WHAT IS BEING ASKED:
Search the entries for the word "negative". Copy every line where it turns up.

Stored data entries:
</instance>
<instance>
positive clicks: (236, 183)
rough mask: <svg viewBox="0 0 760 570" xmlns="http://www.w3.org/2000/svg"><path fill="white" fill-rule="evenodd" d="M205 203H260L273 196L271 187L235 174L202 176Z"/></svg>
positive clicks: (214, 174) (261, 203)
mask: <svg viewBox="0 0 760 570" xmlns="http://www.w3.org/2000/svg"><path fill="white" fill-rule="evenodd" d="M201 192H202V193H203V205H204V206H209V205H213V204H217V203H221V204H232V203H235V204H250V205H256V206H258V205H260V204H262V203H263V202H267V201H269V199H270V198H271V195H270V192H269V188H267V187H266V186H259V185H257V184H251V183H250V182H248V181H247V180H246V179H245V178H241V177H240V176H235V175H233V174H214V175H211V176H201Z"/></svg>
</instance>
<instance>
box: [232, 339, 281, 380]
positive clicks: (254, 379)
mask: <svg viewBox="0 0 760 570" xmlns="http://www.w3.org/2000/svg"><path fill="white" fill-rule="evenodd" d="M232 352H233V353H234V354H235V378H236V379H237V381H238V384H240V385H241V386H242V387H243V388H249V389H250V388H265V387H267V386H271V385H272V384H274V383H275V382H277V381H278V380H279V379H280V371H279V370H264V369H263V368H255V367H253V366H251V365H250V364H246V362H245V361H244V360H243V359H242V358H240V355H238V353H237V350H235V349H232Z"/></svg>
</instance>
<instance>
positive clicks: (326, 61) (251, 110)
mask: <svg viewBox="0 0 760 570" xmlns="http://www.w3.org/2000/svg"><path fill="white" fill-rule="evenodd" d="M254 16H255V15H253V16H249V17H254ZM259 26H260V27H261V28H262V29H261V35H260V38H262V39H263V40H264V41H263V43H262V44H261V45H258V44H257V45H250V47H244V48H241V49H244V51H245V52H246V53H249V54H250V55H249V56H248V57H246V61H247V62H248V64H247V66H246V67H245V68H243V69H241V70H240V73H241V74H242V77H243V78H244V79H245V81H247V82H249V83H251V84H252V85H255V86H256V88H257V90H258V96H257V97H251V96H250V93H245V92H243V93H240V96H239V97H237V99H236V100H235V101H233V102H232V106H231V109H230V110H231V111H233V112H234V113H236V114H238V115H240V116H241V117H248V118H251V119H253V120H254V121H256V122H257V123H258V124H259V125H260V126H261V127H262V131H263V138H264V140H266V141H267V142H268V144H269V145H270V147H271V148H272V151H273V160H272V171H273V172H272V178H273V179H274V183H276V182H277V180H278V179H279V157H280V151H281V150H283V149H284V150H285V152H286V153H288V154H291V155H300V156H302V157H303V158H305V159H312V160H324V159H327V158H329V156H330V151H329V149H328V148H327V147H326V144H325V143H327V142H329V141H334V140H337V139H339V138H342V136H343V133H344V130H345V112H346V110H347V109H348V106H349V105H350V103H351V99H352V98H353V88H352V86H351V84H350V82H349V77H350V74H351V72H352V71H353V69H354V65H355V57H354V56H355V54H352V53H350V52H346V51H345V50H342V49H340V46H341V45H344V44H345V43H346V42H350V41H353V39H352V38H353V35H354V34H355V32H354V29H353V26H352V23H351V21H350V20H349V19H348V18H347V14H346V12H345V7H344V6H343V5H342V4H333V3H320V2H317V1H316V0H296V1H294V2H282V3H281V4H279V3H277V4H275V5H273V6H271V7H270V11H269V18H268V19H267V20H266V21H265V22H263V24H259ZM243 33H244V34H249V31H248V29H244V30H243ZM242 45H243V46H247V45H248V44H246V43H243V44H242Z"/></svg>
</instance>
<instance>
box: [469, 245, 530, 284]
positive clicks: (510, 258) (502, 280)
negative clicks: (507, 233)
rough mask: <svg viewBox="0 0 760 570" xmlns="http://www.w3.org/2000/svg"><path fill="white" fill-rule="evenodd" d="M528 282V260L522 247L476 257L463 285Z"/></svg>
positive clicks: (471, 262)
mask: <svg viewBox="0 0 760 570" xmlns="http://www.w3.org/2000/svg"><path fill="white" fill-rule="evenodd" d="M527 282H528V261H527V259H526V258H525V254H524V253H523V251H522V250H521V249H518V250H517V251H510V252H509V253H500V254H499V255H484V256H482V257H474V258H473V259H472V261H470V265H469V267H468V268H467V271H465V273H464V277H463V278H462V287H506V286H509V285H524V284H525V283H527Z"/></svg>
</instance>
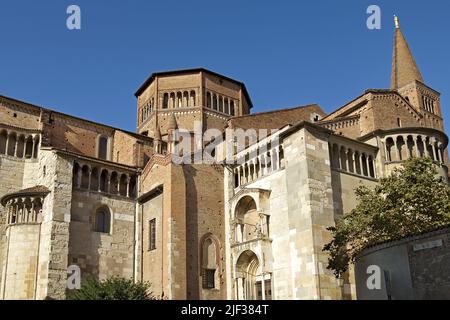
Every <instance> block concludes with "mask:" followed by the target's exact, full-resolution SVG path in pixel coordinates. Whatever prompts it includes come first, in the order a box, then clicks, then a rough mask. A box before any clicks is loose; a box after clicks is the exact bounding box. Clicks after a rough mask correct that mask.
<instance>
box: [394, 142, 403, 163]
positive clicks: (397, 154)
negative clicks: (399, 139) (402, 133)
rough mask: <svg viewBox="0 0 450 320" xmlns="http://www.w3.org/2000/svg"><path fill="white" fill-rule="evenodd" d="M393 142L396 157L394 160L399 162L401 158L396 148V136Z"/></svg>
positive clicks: (396, 142)
mask: <svg viewBox="0 0 450 320" xmlns="http://www.w3.org/2000/svg"><path fill="white" fill-rule="evenodd" d="M393 140H394V147H395V156H396V157H397V158H396V159H395V160H397V161H400V160H401V158H402V156H401V153H400V149H399V148H398V136H395V138H394V139H393Z"/></svg>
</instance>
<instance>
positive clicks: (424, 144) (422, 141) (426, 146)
mask: <svg viewBox="0 0 450 320" xmlns="http://www.w3.org/2000/svg"><path fill="white" fill-rule="evenodd" d="M422 142H423V150H424V153H425V156H427V157H428V158H431V155H430V152H429V151H428V147H427V138H426V137H425V138H422Z"/></svg>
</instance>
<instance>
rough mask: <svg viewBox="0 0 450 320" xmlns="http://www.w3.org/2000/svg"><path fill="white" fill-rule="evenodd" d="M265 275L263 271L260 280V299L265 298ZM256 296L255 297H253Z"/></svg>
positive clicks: (265, 286)
mask: <svg viewBox="0 0 450 320" xmlns="http://www.w3.org/2000/svg"><path fill="white" fill-rule="evenodd" d="M265 280H266V277H265V273H264V272H263V274H262V281H261V291H262V292H261V293H262V298H261V300H266V283H265V282H266V281H265ZM255 298H256V297H255Z"/></svg>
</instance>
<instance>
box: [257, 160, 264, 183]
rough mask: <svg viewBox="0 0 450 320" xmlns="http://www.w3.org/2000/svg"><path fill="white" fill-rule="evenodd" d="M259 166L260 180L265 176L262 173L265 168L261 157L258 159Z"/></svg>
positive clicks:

OUTPUT:
negative clicks: (507, 233)
negative clicks: (399, 139) (402, 133)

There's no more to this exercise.